Text extract:
By David Smith
Kenyans wear masks to preserve their anonymity while staging a rare protest last month against Uganda’s anti-gay laws at the Uganda High Commission in Nairobi. Photograph: Ben Curtis/AP
Simon Lokodo cannot imagine kissing a man. “I think I shall die,” he said last week. “I would not exist. It is inhuman. I would be mad. Just imagine eating your faeces.”
Lokodo is “ethics and integrity” minister in Ugandaand a champion of the country’s swingeing anti-homosexuality bill, which looked set to become law on Sunday until President Yoweri Museveni halted it, pending scientific advice. The delay was a small victory for activists dismayed a week ago when Museveni insisted that he would approve the legislation.
That news prompted Kenneth Roth, executive director of Human Rights Watch, to tweet: “In name of Africaculture Uganda Pres will sign anti-gay law pushed by US evangelists toughening British colonial ban.”
In 140 characters, Roth encapsulated a broad sweep of history and geography and one of the central paradoxes of Africa’s new war on gay and lesbian people. It is a war marked by political opportunism, biblical fundamentalism and a clash between cultural relativism and universal human rights.
But it is also a measure of conservatives’ anxiety that every day more and more African homosexuals are coming out and losing their fear. Western liberals eager to see the best in Africa must face an inconvenient truth: this is the most homophobic continent on Earth. Same-sex relations are illegal in 36 of Africa’s 55 countries, according to Amnesty International, and punishable by death in some states. Now a fresh crackdown is under way.

What this exercise asks:
[a] For the article on Uganda's anti-gay laws, say whether each statement agrees with it, answering yes or no and quoting the words that decide it: (i) Amnesty International counts 36 of Africa's 55 countries where same-sex relations are illegal; (ii) President Museveni signed the anti-homosexuality bill into law on Sunday; (iii) Kenneth Roth is executive director of Amnesty International.
[b] Please pull out every line of the records that contains the word "wooden".
The text and the records have nothing to do with each other.

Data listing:
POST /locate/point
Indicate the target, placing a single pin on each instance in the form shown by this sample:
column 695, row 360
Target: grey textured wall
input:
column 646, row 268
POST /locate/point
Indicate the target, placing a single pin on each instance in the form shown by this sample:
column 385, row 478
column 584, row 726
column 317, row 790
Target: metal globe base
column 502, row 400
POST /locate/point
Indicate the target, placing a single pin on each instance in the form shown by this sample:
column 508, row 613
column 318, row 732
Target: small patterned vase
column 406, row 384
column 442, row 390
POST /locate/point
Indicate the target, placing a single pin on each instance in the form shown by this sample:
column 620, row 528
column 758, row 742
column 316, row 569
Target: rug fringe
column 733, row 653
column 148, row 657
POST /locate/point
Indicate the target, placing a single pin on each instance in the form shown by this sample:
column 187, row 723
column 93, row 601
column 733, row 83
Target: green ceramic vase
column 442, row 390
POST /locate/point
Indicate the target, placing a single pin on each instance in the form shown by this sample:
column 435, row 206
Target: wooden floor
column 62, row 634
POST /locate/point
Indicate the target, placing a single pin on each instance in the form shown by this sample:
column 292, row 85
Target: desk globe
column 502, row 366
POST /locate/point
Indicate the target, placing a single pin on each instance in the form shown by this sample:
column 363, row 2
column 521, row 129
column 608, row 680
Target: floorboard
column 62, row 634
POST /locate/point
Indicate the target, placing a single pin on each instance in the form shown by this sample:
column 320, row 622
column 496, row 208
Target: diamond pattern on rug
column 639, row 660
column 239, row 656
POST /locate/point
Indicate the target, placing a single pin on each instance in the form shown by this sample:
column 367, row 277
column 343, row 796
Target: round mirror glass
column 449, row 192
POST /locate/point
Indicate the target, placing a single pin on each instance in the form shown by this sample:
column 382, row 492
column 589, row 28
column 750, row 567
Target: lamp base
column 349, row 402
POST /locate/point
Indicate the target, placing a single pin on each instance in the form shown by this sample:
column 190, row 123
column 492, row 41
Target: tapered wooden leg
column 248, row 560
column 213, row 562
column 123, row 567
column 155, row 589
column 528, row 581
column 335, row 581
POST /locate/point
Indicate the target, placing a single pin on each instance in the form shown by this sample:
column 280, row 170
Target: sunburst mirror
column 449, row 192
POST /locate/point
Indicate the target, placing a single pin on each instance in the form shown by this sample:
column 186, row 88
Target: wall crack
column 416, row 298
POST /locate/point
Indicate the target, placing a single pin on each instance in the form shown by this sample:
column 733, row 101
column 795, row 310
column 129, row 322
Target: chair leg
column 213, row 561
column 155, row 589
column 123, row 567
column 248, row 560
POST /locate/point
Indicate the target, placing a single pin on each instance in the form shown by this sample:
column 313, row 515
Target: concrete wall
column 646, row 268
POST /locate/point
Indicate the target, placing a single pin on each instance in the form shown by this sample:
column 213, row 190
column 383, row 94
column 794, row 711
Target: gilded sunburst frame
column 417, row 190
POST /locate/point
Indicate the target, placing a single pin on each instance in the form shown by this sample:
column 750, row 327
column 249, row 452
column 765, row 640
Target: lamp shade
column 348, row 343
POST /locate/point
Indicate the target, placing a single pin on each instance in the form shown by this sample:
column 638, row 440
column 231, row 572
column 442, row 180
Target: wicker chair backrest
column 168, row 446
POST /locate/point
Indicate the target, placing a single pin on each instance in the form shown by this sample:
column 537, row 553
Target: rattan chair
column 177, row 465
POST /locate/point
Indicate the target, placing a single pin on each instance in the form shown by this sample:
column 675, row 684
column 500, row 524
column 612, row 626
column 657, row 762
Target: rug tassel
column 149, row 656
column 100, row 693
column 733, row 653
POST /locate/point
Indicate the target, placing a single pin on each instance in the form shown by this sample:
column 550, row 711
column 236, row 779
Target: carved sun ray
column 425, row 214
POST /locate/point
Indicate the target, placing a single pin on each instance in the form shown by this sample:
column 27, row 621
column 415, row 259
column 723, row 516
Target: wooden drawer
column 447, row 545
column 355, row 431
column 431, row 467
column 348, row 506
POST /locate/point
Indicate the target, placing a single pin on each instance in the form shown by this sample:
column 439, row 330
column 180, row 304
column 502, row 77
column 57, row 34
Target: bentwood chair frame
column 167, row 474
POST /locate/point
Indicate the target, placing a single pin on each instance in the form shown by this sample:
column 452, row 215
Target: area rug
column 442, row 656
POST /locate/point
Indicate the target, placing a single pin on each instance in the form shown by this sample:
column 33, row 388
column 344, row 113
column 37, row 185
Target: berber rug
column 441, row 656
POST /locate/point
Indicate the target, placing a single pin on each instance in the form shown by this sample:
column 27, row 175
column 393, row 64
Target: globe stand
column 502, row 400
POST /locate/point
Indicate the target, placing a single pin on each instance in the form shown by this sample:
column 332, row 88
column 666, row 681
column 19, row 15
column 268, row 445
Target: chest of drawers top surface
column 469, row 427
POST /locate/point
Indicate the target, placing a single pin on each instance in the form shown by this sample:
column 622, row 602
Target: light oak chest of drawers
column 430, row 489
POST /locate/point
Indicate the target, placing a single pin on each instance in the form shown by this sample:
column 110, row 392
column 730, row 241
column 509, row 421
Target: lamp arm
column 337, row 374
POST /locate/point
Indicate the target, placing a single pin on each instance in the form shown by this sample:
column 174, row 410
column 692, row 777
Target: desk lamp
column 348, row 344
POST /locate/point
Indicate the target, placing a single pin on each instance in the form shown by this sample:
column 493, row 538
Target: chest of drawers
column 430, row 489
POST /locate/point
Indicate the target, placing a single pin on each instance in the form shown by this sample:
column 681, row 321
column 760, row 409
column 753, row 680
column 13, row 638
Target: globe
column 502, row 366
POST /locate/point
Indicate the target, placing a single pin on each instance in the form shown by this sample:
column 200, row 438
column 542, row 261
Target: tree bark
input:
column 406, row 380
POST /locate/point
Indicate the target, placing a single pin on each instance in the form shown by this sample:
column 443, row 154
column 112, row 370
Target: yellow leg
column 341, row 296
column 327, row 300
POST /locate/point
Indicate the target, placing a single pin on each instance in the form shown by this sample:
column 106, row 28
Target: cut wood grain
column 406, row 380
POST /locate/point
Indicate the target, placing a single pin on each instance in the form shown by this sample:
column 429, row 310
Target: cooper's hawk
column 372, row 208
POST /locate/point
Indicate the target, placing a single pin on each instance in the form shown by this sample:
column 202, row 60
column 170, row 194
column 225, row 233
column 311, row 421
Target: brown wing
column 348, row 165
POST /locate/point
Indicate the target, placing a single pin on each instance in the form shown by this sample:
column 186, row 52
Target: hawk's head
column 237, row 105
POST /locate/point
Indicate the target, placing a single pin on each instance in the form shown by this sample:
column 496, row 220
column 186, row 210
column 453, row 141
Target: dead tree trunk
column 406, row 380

Per-task answers:
[a]
(i) Yes: "Same-sex relations are illegal in 36 of Africa’s 55 countries, according to Amnesty International"
(ii) No: "looked set to become law on Sunday until President Yoweri Museveni halted it, pending scientific advice"
(iii) No: "Kenneth Roth, executive director of Human Rights Watch"

[b]
Target: wooden floor
Target: tapered wooden leg
Target: wooden drawer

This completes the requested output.